WRITTEN REQUEST: Reproduce the entries below verbatim, from their first line up to and including the line containing "75 66 L 76 66".

MATERIAL FOR THIS TASK:
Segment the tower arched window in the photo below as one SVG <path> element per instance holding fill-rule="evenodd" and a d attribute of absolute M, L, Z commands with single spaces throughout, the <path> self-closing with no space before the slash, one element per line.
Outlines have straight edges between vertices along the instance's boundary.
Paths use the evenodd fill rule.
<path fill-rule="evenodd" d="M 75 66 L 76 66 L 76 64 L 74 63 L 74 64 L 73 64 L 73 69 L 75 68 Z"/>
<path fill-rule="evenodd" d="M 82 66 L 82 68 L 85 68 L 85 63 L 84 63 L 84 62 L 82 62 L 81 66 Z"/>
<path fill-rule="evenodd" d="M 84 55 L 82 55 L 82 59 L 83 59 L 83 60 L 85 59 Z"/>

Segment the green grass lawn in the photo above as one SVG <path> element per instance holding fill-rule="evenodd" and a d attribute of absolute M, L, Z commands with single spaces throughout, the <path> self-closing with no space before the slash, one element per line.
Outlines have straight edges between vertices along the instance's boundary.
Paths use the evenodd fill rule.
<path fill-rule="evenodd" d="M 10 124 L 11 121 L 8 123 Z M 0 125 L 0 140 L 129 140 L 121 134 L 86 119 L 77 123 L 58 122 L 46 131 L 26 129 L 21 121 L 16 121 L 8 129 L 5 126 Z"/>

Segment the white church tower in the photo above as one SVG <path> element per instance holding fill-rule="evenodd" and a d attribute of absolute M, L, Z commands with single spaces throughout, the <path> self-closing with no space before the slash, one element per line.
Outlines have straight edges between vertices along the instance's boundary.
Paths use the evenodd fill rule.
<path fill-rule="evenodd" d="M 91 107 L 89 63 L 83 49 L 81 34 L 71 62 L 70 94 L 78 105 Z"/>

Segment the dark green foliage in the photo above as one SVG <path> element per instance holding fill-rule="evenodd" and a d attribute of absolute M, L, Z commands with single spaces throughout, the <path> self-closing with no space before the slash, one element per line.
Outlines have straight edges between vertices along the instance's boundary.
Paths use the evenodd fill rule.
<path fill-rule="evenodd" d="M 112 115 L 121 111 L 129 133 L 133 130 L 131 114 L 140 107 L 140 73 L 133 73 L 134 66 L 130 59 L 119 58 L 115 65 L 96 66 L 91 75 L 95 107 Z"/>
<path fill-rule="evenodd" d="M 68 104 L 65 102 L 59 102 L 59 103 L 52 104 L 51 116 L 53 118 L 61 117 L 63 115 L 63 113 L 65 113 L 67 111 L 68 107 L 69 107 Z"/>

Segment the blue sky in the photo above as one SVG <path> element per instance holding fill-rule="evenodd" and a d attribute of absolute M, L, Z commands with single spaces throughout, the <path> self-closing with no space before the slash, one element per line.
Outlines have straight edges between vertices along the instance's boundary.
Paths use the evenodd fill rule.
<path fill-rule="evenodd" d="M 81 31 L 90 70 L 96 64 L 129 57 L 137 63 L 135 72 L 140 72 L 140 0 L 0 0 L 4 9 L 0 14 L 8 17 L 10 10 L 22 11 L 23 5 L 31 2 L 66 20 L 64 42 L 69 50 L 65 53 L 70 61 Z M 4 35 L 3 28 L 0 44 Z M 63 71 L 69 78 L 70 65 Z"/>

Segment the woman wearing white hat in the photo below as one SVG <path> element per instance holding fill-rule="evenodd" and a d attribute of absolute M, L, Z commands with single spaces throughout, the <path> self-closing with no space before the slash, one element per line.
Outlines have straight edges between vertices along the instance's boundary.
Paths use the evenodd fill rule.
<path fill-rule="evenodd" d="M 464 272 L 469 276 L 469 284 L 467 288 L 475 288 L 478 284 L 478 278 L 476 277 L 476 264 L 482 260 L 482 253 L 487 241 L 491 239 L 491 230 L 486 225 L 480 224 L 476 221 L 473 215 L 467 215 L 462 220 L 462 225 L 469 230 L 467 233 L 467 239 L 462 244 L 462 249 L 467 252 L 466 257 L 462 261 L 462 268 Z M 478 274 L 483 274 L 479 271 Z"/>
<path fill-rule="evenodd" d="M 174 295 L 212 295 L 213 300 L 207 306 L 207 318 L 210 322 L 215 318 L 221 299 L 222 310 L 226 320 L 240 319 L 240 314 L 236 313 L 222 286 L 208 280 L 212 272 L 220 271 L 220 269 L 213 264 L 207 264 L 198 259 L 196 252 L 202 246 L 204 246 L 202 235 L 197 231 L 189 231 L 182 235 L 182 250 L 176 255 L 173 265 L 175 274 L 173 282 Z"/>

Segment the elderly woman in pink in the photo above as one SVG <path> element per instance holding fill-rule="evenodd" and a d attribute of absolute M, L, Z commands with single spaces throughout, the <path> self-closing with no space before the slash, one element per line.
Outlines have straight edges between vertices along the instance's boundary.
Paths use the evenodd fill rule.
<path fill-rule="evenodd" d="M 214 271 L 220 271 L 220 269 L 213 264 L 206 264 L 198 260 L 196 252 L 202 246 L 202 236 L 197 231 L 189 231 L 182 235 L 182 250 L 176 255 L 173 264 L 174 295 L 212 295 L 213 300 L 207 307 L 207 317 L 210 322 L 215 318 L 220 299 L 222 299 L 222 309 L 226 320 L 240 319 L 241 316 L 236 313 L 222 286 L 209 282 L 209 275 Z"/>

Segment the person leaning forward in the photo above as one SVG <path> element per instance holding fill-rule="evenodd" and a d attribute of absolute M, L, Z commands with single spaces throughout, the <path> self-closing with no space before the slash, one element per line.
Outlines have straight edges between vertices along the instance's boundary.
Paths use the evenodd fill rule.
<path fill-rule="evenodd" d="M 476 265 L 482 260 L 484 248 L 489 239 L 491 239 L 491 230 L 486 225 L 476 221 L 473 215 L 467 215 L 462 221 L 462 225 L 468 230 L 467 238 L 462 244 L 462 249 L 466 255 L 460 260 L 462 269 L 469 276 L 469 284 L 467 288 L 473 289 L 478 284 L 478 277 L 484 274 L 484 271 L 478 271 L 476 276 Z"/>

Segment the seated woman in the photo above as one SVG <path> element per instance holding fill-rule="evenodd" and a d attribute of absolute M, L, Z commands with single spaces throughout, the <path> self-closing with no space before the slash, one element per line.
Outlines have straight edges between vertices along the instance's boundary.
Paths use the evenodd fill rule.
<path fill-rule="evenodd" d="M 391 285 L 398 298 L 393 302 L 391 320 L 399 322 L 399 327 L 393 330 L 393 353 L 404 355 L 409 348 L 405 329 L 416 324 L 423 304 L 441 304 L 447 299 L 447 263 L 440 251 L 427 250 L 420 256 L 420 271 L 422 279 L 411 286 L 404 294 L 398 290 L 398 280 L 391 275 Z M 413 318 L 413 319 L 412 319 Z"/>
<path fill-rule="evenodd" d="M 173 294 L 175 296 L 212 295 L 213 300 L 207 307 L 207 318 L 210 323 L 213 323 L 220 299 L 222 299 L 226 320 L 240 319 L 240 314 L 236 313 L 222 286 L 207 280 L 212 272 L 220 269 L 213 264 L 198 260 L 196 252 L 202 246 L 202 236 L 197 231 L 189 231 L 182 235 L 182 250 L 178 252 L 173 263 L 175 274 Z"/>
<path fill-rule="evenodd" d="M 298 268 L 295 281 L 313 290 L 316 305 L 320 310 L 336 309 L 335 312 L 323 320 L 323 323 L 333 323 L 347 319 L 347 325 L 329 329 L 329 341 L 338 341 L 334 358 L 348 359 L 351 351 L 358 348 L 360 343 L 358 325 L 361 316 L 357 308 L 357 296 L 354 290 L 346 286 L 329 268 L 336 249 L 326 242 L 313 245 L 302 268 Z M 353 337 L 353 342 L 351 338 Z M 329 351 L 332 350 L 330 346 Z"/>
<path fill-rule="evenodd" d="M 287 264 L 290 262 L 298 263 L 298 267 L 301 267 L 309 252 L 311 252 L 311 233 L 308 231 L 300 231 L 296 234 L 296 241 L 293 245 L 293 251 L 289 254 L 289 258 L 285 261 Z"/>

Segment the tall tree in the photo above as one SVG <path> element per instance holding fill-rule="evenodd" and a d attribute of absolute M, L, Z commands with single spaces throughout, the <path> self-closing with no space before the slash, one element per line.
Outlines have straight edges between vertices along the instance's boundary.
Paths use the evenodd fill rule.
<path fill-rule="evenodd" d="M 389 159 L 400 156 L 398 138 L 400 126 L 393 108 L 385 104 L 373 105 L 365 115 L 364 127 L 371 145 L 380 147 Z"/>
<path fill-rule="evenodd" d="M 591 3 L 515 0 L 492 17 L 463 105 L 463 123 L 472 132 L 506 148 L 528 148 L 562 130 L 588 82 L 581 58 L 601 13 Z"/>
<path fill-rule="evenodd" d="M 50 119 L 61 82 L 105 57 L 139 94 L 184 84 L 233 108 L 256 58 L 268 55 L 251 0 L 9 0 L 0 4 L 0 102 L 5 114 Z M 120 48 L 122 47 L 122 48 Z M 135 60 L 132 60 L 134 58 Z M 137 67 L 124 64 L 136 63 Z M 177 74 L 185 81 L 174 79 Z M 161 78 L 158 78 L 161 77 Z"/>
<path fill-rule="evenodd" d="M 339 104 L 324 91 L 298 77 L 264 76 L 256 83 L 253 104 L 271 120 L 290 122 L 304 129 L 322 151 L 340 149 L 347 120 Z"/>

RESPONSE TO THE EXERCISE:
Segment the tower arched window in the photo below as one SVG <path> element per instance holding fill-rule="evenodd" and a d attribute of absolute M, L, Z commands with single spaces throughout, the <path> self-closing with no space before the slash, one element per line.
Outlines have straight edges between vertices along the instance's boundary.
Paths use the evenodd fill rule.
<path fill-rule="evenodd" d="M 75 66 L 76 66 L 76 64 L 74 63 L 74 64 L 73 64 L 73 69 L 75 68 Z"/>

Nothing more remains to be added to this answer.